» WHAT IS REQUIRED: Your response should consist of the lines below, printed exactly.

▬▬▬▬▬▬▬▬▬▬

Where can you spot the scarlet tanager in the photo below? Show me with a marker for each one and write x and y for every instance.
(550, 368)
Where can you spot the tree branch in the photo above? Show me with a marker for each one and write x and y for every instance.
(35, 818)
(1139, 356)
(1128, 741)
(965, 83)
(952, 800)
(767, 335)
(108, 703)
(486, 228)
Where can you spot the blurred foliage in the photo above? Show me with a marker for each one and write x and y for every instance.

▬▬▬▬▬▬▬▬▬▬

» ANSWER SPACE:
Where can you spot the scarlet tanager in the photo below? Show me with a marker for each one and write x and y for every instance.
(550, 368)
Where can you spot the tree branch in the photo above? Show me with a marker for each one and write x and y for every instance.
(35, 818)
(1139, 356)
(1128, 741)
(965, 83)
(952, 800)
(767, 335)
(108, 703)
(486, 228)
Where can you spot the blurred foliage in the photo above? Show me with a marker for each one and write x and y for every instance.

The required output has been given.